GOAL OF THE EXERCISE: Without including any pictures, write out all the entries exactly.

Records
++++++++++++++++++++

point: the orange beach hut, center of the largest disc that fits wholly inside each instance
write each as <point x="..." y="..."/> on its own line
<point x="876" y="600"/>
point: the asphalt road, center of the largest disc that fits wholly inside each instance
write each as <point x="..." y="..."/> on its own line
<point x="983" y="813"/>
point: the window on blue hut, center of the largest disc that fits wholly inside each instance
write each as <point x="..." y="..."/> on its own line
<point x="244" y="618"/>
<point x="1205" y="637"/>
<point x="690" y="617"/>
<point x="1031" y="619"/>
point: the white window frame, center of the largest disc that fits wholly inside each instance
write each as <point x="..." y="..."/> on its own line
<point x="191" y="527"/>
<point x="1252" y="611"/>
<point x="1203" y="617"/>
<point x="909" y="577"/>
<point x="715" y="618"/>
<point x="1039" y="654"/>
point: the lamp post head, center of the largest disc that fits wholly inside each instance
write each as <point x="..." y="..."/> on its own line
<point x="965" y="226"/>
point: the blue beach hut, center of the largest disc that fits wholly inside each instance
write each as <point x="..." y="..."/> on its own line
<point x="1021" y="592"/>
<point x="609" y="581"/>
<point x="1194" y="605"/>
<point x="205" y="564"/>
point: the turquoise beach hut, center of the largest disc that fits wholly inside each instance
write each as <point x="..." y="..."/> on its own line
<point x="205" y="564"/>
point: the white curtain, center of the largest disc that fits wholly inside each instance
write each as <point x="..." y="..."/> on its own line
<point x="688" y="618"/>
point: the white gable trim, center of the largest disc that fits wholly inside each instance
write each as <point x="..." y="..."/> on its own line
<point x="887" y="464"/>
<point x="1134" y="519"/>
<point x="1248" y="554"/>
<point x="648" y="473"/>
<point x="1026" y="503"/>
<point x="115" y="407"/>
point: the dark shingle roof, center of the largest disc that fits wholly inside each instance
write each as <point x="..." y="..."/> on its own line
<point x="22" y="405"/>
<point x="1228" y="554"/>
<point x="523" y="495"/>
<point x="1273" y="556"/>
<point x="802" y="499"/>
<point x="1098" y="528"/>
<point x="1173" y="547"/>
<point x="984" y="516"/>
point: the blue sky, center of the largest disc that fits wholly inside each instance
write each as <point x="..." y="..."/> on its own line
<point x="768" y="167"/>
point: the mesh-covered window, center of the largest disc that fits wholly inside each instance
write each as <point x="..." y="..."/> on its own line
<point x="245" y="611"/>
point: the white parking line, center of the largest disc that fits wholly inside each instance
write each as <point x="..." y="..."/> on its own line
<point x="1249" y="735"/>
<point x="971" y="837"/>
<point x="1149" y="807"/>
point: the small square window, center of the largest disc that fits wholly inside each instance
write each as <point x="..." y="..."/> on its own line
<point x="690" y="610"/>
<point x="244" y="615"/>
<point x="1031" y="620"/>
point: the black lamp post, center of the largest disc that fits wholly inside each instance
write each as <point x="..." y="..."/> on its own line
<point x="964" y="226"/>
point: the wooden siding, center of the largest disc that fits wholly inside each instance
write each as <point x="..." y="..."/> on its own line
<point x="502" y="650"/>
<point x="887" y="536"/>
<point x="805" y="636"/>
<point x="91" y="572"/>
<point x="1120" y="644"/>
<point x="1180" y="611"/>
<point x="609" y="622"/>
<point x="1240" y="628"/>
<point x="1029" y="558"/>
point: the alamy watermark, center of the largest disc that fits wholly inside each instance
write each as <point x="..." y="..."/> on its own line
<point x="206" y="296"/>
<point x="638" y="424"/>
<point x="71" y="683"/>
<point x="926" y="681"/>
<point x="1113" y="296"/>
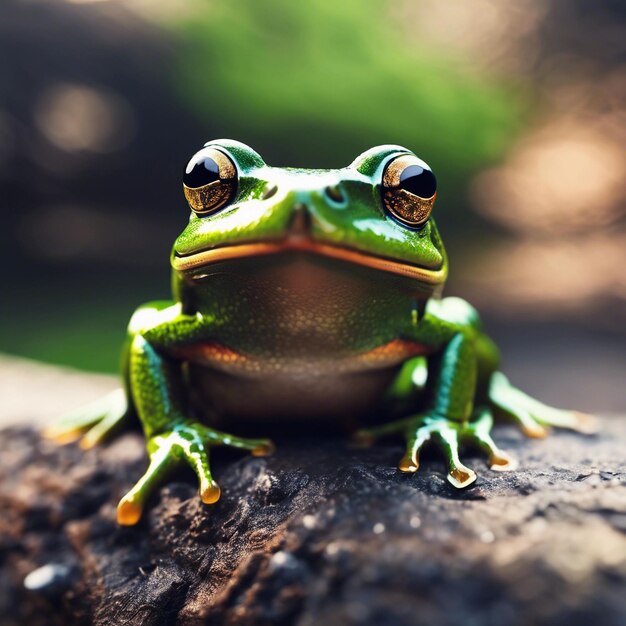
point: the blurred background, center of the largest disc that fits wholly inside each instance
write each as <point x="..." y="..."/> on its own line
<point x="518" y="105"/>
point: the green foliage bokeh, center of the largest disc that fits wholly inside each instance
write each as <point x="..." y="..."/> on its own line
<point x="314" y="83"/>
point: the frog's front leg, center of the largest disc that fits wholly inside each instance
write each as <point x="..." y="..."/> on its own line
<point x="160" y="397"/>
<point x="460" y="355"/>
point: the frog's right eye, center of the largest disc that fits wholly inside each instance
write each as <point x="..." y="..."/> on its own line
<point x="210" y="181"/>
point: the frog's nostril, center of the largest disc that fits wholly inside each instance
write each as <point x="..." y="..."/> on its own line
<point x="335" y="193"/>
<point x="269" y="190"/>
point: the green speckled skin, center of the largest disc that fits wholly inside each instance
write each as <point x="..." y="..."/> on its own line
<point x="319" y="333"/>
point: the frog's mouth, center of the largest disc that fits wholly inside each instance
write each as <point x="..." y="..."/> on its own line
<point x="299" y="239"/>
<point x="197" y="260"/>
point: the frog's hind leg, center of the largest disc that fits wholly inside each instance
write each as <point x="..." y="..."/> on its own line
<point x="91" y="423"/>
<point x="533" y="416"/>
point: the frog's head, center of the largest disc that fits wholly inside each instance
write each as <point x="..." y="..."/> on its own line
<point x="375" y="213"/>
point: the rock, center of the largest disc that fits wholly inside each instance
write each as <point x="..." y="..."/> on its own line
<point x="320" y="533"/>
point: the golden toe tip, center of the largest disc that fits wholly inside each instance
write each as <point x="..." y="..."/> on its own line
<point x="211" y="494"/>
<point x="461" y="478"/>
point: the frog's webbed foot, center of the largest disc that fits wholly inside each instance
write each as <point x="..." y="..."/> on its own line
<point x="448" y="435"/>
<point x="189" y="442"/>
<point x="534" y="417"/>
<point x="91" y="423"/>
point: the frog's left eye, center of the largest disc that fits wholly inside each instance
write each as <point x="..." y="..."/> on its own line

++++++++++++++++++++

RESULT OF THIS TASK:
point: the orange beach hut, center of the largest disc that fits wholly inside each instance
write each as <point x="..." y="..."/> on its own line
<point x="876" y="600"/>
point: the asphalt road, center of the largest disc that fits wholly inside each instance
write each as <point x="..." y="..."/> on its own line
<point x="983" y="813"/>
point: the window on blue hut, center of the largest disc that fits wholly inside each instance
write each as <point x="..." y="..."/> on its own line
<point x="244" y="618"/>
<point x="1205" y="637"/>
<point x="690" y="617"/>
<point x="1031" y="619"/>
point: the white window frame, center of the largest disc that fits wholly inside each instance
write each as <point x="..." y="..."/> on its own line
<point x="191" y="527"/>
<point x="1252" y="611"/>
<point x="1203" y="617"/>
<point x="909" y="577"/>
<point x="715" y="618"/>
<point x="1039" y="654"/>
point: the lamp post head, center of the largest disc that fits wholly inside each instance
write each as <point x="..." y="..."/> on its own line
<point x="965" y="226"/>
point: the blue beach hut, center of the largest disc that fits wholly inside each instance
write each as <point x="..." y="..."/> on its own line
<point x="1021" y="592"/>
<point x="609" y="581"/>
<point x="1194" y="605"/>
<point x="205" y="564"/>
point: the turquoise beach hut, center of the largest disc that fits wholly inside each instance
write each as <point x="..." y="..."/> on its own line
<point x="205" y="564"/>
point: the white curtain, center of the largest disc that fits wholly inside each instance
write each as <point x="..." y="..."/> on its own line
<point x="688" y="618"/>
point: the white gable trim, center of the largest disc that fits wholly inside each instance
write each as <point x="..." y="..."/> on its own line
<point x="887" y="464"/>
<point x="1134" y="519"/>
<point x="1248" y="554"/>
<point x="648" y="473"/>
<point x="1026" y="503"/>
<point x="115" y="407"/>
point: the dark shingle roof, center of the largest disc that fits wholly inside each instance
write each as <point x="..." y="..."/> on its own line
<point x="22" y="405"/>
<point x="1228" y="554"/>
<point x="523" y="495"/>
<point x="1273" y="556"/>
<point x="802" y="499"/>
<point x="1098" y="528"/>
<point x="1173" y="547"/>
<point x="984" y="516"/>
point: the blue sky, center of the largest disc that fits wholly inside each instance
write each as <point x="..." y="..."/> on its own line
<point x="768" y="167"/>
point: the mesh-covered window, center of the largest disc that fits wholly inside each instance
write each as <point x="..." y="..."/> on its own line
<point x="245" y="611"/>
point: the white parking line, center of the largest disc that fits wholly inside each instance
write each as <point x="..." y="..."/> on its own line
<point x="1249" y="735"/>
<point x="971" y="837"/>
<point x="1149" y="807"/>
point: the small square window, center of the largest disc that fits wholly inside each instance
write each as <point x="..." y="..."/> on its own line
<point x="690" y="610"/>
<point x="244" y="615"/>
<point x="1031" y="620"/>
point: the black lamp post, center of the largest disc that fits wholly inside each instance
write each as <point x="..." y="..."/> on its own line
<point x="964" y="226"/>
point: the wooden siding, center of the largest disc that fits wholly inside each instance
write each as <point x="..." y="..."/> on its own line
<point x="502" y="650"/>
<point x="887" y="536"/>
<point x="805" y="636"/>
<point x="91" y="572"/>
<point x="1120" y="644"/>
<point x="1180" y="611"/>
<point x="609" y="622"/>
<point x="1240" y="628"/>
<point x="1029" y="558"/>
point: the alamy watermark, center of the largest disc that fits wholly inside each instance
write each as <point x="..." y="..."/> on its own line
<point x="206" y="296"/>
<point x="638" y="424"/>
<point x="71" y="683"/>
<point x="926" y="681"/>
<point x="1113" y="296"/>
point: the blurred background, center of the largest disc that fits wholly inside each instance
write each as <point x="..." y="..."/> on its own line
<point x="518" y="105"/>
point: the green foliage bokeh, center of the largest disc that fits wholly inside each instance
write each as <point x="..." y="..."/> on its own line
<point x="314" y="83"/>
point: the frog's front leg, center of the largest disc that fits wholly inside each instance
write each as <point x="..." y="..."/> on its own line
<point x="160" y="397"/>
<point x="460" y="355"/>
point: the frog's right eye, center of the largest disc that fits wholly inside each instance
write each as <point x="..." y="..."/> on its own line
<point x="210" y="181"/>
point: the frog's nostril, center of the largest disc that fits wholly inside each instance
write each as <point x="..." y="..."/> on its own line
<point x="335" y="193"/>
<point x="269" y="190"/>
point: the green speckled skin, center of the largest disc that fits wholly inside each instance
write each as <point x="..." y="..."/> on its own line
<point x="319" y="333"/>
point: the frog's mouth, center of the largest disc that fits wholly inside each instance
write each as <point x="..." y="..."/> on its own line
<point x="299" y="239"/>
<point x="197" y="260"/>
point: the frog's hind leg, center of the largest disc that fits wholly inside each instance
write each as <point x="..." y="..."/> on its own line
<point x="91" y="423"/>
<point x="533" y="416"/>
point: the frog's head, center of the largest disc that fits wholly inside each instance
write each as <point x="..." y="..."/> on its own line
<point x="375" y="213"/>
point: the rock, center of the largest disc that fits wholly inside each instance
write each as <point x="..." y="..."/> on its own line
<point x="320" y="533"/>
point: the golden toe tip, center of the largest disc that fits wholly inside each instance
write each as <point x="..." y="..."/> on its own line
<point x="211" y="494"/>
<point x="461" y="478"/>
point: the frog's webbed foot, center of the largest disc that fits wholly inside each instance
write each as <point x="..." y="..."/> on its own line
<point x="448" y="435"/>
<point x="189" y="442"/>
<point x="534" y="417"/>
<point x="91" y="423"/>
point: the frog's left eye, center of the largest disc that fits wholly inside each instance
write each as <point x="..." y="..."/> on its own line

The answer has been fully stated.